═════ Text to read

He even manages to pepper the story with the kind of grim humour that offers a way of not losing your sanity when you recognise the cruelties you are powerless to change or stop.
I came away knowing how little we who sit in safety, watching the world through social media and newsfeeds, understand of the reality of the wars being fought in the Middle East. We are fed context-light, often fact-free, ideology-led stories that explain our involvement and our impact with all the depth, accuracy and independence of thought of an informercial for selling exercise equipement to the obese.
“Her Body And Other Parties” is a remarkable debut collection of short stories by Carmen Maria Machado.
This is a challenging but rewarding collection and I took my time with it. I started in February 2018 and finished in June 2019.
You can find my reviews for the individual stories here:
Best Genre Reads of the Quarter
Most of my reading was genre reading this quarter. I’ve picked four that stood out: “The Wall” set in a post-environmental collapse future Britain, “Dogs Of War” looking at private armies using bioengineered life forms as soldiers, “Storm Of Locusts” set in a post-apocalyptic world where Navajo gods walk the earth and “Big Sky”which sees the return of Jackson Brodie.
“The Wall” by John Lanchester is a grimly plausible, deftly told, brilliantly narrated tale of what happens when we lock the rest of the world out to protect ourselves from climate change.
“The Wall” will make you think. It will also make you cry. I recommend it to you if you want a fresh, clear voice to help you explore a possible future as a warning to our present.
“Dogs Of War” by Adrian Tchaikovsky is engaging, original, intriguing and accessible Science Fiction.
I’m a sucker for anything to do with dogs so how could I resist something that starts:
“My name is Rex. I am a good dog.”?
Ok, Rex is a partly dog-based bioform, engineered to carry out the kinds of acts of war that humans, even most bad humans, would flinch at, but that’s not his fault. He was made that way. The question is, will he stay that way?

══════════
═════ Dataset section

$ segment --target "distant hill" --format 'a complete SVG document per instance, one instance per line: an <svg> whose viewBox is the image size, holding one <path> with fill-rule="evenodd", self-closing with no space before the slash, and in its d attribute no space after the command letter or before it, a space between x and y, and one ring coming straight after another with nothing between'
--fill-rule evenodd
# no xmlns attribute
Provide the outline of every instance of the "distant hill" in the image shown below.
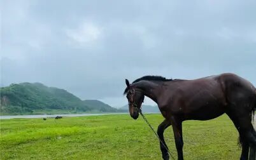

══════════

#### Set exercise:
Write out the part of the book review excerpt starting with "I came away" and going on through "in June 2019.", word for word. Work only from the book review excerpt and leave the material aside.

#### Expected output:
I came away knowing how little we who sit in safety, watching the world through social media and newsfeeds, understand of the reality of the wars being fought in the Middle East. We are fed context-light, often fact-free, ideology-led stories that explain our involvement and our impact with all the depth, accuracy and independence of thought of an informercial for selling exercise equipement to the obese.
“Her Body And Other Parties” is a remarkable debut collection of short stories by Carmen Maria Machado.
This is a challenging but rewarding collection and I took my time with it. I started in February 2018 and finished in June 2019.